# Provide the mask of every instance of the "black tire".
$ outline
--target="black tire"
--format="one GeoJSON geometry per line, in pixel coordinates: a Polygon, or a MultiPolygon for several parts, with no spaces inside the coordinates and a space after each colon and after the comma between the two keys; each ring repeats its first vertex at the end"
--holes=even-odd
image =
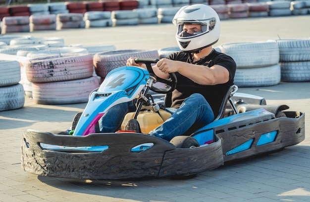
{"type": "Polygon", "coordinates": [[[286,117],[286,115],[283,112],[281,111],[278,111],[276,113],[275,113],[275,118],[279,118],[281,117],[286,117]]]}
{"type": "Polygon", "coordinates": [[[50,132],[55,135],[69,135],[67,132],[62,130],[52,130],[50,132]]]}
{"type": "Polygon", "coordinates": [[[184,135],[174,137],[170,142],[177,148],[190,148],[200,146],[194,137],[184,135]]]}

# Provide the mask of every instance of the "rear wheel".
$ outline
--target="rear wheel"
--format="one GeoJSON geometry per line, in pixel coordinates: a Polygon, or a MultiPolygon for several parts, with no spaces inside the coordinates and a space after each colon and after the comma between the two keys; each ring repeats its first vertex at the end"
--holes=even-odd
{"type": "Polygon", "coordinates": [[[170,142],[177,148],[192,148],[200,146],[199,143],[194,138],[187,136],[174,137],[170,142]]]}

◆ Written task ◆
Reproduce all of the data above, swapping every "black tire" for "dark tire" and keeping everything else the same. Leave the pictures out.

◆ Result ◆
# Provide the mask of every instance of the "dark tire".
$ outline
--target="dark tire"
--format="one GeoJSON geometry per line, in pixel coordinates: a Polygon, or a MultiPolygon for several parts, with no spaces inside the coordinates and a space after each colon and after the comma between the two keys; each ring repeats its first vertex at the end"
--holes=even-odd
image =
{"type": "Polygon", "coordinates": [[[286,117],[286,115],[283,112],[281,111],[278,111],[276,113],[275,113],[275,118],[279,118],[281,117],[286,117]]]}
{"type": "Polygon", "coordinates": [[[50,132],[55,135],[69,135],[67,132],[62,130],[52,130],[50,132]]]}
{"type": "Polygon", "coordinates": [[[184,135],[174,137],[170,142],[177,148],[190,148],[200,146],[194,137],[184,135]]]}

# Provide the mask of every instance of the "rear wheel".
$ outline
--target="rear wheel"
--format="one GeoJSON geometry per line, in pixel coordinates: a Polygon, or a MultiPolygon for several parts, with no spaces inside the coordinates and a space after each colon and after the comma between the two keys; each ring repeats its first vertex at the end"
--holes=even-odd
{"type": "Polygon", "coordinates": [[[170,142],[177,148],[192,148],[200,146],[199,143],[194,138],[187,136],[174,137],[170,142]]]}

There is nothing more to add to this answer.